═════ Recorded information ═════

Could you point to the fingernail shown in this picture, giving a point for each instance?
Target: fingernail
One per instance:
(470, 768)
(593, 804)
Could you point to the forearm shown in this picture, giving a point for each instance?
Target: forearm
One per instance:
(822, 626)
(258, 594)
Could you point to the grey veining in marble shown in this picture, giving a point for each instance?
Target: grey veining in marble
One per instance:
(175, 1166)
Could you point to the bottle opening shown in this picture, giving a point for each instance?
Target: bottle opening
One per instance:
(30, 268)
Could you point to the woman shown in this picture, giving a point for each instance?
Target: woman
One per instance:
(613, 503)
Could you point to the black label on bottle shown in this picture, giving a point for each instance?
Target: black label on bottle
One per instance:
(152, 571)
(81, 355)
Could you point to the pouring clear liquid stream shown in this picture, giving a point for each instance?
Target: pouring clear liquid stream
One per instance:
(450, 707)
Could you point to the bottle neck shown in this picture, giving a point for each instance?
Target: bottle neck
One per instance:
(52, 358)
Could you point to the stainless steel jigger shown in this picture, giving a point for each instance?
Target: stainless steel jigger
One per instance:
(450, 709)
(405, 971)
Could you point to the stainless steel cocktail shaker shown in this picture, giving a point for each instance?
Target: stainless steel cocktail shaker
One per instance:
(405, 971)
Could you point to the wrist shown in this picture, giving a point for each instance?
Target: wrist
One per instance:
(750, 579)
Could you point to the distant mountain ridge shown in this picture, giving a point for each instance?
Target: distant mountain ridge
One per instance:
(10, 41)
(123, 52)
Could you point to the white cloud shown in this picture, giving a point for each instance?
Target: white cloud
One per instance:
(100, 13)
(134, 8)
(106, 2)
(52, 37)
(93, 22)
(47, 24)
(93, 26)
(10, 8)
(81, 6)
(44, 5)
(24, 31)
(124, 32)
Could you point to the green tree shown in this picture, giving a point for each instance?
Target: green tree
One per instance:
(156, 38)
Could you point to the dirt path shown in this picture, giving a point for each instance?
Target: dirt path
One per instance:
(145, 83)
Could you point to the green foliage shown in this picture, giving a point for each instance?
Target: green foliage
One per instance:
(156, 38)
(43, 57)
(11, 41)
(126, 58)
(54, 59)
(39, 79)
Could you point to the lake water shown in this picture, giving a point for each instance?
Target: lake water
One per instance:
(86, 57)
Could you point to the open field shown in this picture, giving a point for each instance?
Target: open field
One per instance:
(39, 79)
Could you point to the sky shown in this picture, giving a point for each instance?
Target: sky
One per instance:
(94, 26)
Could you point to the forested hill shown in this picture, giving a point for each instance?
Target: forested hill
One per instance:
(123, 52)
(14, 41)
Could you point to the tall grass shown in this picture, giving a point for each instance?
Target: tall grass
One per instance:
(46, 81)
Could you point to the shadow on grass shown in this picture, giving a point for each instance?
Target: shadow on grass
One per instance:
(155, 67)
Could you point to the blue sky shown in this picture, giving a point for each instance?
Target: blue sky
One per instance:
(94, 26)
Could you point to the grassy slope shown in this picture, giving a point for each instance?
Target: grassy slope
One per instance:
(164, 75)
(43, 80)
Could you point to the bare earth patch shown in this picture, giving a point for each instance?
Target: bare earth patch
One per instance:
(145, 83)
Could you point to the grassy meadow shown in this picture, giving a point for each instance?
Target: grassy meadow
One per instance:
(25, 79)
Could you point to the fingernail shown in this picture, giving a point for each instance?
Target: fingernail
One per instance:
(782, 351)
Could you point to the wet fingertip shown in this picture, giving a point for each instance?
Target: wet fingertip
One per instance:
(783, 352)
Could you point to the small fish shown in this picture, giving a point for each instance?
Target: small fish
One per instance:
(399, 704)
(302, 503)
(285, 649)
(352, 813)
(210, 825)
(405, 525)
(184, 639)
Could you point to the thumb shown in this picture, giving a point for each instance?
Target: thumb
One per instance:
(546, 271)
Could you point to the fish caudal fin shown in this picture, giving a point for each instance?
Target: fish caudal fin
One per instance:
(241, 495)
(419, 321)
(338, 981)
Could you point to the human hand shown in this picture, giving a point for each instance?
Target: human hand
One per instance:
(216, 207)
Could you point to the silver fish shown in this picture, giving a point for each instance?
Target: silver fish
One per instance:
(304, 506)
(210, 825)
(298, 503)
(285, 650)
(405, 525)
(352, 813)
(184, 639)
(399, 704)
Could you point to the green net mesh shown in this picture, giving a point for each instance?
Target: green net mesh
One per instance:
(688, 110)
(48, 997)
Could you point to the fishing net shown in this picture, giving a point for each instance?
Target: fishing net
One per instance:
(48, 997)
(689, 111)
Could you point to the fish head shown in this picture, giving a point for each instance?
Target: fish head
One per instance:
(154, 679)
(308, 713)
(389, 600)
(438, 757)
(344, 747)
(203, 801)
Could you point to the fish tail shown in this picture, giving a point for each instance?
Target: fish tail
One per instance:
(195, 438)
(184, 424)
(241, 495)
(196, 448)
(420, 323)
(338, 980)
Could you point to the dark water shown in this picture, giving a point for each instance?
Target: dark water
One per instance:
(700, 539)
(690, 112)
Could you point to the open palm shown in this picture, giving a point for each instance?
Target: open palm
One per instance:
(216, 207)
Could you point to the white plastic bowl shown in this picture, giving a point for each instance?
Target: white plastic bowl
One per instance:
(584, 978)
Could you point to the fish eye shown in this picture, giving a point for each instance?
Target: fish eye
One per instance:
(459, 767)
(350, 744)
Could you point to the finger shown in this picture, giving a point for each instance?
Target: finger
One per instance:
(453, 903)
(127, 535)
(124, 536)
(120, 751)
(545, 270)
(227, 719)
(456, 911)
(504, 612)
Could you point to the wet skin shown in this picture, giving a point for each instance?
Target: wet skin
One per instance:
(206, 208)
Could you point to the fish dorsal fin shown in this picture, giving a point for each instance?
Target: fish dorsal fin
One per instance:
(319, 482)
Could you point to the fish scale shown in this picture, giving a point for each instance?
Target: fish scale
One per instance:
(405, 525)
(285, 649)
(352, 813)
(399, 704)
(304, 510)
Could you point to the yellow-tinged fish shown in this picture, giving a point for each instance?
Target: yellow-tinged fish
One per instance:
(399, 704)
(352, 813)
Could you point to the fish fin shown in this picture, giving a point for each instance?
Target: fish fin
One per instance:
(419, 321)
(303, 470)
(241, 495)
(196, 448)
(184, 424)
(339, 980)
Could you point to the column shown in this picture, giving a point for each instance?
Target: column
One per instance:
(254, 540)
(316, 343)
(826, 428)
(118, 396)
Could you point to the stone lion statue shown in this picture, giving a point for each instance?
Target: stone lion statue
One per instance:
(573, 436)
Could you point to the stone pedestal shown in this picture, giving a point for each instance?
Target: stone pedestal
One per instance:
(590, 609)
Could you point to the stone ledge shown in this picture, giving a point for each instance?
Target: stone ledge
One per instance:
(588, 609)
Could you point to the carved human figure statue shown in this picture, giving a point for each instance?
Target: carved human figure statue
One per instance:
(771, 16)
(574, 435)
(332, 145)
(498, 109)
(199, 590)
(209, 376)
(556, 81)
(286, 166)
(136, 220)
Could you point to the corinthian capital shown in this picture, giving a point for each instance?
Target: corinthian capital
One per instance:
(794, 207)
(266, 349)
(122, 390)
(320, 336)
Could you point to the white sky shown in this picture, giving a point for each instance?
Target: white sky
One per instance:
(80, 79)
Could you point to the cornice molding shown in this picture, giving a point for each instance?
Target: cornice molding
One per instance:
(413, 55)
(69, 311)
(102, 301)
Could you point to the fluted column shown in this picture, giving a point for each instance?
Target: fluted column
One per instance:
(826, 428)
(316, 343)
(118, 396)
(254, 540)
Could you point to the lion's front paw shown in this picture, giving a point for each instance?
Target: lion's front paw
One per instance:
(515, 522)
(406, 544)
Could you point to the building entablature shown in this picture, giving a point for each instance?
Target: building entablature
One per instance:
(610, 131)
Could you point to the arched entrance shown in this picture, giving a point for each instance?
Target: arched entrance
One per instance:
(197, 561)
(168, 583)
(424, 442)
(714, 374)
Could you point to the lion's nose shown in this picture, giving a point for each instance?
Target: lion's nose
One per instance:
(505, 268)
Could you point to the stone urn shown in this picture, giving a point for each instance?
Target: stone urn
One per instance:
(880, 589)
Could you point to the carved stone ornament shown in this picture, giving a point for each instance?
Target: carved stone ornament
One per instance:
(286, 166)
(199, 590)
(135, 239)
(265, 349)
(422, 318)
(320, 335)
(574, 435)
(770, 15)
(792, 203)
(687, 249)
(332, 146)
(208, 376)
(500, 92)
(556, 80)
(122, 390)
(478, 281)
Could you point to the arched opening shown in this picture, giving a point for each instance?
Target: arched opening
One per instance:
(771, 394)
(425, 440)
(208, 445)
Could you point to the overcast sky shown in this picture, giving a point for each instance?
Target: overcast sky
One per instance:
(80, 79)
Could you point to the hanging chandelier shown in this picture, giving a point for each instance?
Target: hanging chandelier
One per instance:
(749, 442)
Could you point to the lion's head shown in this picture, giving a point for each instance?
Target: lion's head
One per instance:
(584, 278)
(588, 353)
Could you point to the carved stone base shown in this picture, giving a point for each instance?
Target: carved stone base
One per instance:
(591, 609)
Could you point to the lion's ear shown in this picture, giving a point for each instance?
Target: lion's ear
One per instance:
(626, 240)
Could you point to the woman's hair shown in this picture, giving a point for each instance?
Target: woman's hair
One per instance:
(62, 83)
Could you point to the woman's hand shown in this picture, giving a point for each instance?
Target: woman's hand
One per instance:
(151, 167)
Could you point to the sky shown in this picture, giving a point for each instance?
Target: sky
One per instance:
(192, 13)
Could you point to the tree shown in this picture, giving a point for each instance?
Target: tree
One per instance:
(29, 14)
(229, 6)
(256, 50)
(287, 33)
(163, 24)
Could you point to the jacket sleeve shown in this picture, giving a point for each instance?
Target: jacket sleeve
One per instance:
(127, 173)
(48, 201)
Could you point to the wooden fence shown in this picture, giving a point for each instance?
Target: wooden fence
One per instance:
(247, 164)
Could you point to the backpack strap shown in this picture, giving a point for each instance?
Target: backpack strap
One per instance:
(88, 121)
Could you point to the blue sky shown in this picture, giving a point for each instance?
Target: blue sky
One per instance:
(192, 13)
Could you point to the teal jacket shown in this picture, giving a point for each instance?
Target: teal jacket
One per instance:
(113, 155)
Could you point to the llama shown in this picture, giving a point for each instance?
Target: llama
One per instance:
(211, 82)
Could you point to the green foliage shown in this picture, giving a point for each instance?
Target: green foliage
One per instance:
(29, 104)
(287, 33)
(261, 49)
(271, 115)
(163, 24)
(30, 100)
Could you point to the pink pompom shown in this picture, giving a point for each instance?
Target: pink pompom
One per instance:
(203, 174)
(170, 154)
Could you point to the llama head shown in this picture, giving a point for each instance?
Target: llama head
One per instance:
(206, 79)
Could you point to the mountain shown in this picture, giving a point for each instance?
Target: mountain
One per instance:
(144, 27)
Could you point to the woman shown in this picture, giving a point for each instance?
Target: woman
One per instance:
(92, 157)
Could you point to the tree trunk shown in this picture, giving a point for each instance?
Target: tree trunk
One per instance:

═════

◆ **What the exercise asks**: If a line in the records above holds the string "label", copy it.

◆ **Answer to this exercise**:
Could you point to the black label on bottle shown in this picture, giving a point for each instance?
Target: black label on bottle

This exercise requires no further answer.